(Records contained in a dataset)

**********

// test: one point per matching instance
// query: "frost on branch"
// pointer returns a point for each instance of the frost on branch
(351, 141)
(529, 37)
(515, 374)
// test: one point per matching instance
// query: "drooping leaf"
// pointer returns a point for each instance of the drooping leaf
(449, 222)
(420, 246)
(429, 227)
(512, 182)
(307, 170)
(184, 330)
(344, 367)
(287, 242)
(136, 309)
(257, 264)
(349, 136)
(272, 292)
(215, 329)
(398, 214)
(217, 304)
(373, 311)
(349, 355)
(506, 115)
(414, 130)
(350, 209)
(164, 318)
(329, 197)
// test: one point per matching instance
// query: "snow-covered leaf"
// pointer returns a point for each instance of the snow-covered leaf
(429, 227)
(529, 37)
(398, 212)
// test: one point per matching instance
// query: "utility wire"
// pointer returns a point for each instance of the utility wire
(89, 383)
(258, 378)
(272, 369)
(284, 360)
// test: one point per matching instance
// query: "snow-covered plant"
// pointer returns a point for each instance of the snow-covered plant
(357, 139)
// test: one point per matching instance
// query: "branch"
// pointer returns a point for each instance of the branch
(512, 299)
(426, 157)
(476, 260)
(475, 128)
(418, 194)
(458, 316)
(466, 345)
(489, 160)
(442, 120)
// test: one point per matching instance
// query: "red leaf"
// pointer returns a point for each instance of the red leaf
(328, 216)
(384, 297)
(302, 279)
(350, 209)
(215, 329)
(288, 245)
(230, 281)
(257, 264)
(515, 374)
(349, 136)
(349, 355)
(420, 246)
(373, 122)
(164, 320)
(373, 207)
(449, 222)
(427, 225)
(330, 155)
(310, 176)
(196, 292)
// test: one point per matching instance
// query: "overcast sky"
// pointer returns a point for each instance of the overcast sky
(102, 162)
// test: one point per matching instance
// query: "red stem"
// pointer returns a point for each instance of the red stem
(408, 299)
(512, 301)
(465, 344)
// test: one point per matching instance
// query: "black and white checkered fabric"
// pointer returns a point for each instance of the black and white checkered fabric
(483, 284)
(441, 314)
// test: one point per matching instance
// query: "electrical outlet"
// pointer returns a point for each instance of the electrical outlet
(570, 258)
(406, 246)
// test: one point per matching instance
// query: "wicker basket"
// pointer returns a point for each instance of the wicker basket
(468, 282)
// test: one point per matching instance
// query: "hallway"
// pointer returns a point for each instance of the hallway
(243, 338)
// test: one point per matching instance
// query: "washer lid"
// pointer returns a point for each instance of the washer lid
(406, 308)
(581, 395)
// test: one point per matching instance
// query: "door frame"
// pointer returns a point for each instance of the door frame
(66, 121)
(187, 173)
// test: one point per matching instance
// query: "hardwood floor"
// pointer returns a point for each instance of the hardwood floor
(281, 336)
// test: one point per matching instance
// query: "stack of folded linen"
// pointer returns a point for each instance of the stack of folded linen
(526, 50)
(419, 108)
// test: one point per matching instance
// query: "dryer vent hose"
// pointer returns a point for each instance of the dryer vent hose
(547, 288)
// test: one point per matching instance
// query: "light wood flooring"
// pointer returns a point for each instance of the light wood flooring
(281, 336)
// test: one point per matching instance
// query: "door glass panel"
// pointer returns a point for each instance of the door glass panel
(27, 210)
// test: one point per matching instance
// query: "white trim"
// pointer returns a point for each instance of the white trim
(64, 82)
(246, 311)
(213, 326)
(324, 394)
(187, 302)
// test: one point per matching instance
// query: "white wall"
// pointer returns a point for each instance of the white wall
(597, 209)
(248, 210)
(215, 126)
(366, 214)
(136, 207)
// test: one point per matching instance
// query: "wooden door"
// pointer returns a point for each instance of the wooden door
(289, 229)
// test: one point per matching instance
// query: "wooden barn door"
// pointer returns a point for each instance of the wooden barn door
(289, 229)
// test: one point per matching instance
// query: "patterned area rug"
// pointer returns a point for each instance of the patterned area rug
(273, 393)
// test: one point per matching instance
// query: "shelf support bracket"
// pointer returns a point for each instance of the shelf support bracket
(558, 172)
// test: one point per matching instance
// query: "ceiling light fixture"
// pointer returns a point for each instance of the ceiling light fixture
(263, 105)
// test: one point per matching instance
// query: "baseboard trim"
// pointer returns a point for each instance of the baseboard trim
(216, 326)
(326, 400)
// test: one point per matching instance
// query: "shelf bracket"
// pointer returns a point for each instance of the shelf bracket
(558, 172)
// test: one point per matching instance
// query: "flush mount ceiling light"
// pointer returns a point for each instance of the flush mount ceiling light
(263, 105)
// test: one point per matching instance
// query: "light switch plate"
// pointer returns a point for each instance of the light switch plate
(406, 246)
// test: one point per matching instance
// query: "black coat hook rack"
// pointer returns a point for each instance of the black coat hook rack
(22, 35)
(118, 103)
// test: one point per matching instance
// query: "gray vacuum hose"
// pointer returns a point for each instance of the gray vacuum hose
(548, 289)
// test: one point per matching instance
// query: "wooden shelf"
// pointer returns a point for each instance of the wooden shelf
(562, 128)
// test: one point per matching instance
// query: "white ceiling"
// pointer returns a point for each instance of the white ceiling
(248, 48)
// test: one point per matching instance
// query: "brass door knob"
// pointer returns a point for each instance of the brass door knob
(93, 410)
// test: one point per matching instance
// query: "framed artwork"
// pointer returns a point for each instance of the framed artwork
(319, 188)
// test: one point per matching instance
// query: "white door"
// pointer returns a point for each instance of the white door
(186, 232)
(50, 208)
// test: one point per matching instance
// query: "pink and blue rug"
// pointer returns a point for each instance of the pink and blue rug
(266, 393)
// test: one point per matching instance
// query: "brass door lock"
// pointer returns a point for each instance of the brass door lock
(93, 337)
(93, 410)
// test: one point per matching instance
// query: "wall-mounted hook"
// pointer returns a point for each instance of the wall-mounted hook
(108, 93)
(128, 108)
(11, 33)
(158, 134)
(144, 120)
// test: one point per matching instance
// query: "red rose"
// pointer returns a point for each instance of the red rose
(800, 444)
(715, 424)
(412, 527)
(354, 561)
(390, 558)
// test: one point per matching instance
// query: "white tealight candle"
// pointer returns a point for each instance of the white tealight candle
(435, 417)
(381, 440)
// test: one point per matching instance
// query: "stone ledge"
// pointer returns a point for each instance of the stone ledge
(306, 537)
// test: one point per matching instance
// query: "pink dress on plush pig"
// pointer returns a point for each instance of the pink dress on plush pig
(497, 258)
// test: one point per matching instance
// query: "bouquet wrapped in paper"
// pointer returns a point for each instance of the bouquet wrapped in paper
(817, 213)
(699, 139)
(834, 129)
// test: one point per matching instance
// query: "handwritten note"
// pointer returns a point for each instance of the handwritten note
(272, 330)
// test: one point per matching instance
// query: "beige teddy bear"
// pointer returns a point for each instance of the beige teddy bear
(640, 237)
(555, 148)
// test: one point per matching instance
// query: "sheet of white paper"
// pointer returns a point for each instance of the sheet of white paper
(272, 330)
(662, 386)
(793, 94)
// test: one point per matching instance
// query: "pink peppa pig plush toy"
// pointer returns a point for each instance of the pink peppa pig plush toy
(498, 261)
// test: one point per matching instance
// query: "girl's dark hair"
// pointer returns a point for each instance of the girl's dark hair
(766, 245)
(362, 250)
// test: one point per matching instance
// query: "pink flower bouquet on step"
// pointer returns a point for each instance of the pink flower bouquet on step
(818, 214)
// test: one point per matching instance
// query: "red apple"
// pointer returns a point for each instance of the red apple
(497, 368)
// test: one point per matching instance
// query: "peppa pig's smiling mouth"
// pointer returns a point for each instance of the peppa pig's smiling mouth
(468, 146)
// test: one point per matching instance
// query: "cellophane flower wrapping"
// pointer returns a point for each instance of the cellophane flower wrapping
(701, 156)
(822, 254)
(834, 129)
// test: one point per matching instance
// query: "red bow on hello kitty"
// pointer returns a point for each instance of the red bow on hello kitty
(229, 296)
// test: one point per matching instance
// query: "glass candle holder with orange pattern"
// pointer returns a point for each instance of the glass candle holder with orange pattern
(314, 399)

**********

* Task to complete *
Find every line in the data above that contains the word "frost" and copy each of those lines.

* Solved exercise *
// query: "frost on branch"
// pointer returns a point for each instance of the frost on branch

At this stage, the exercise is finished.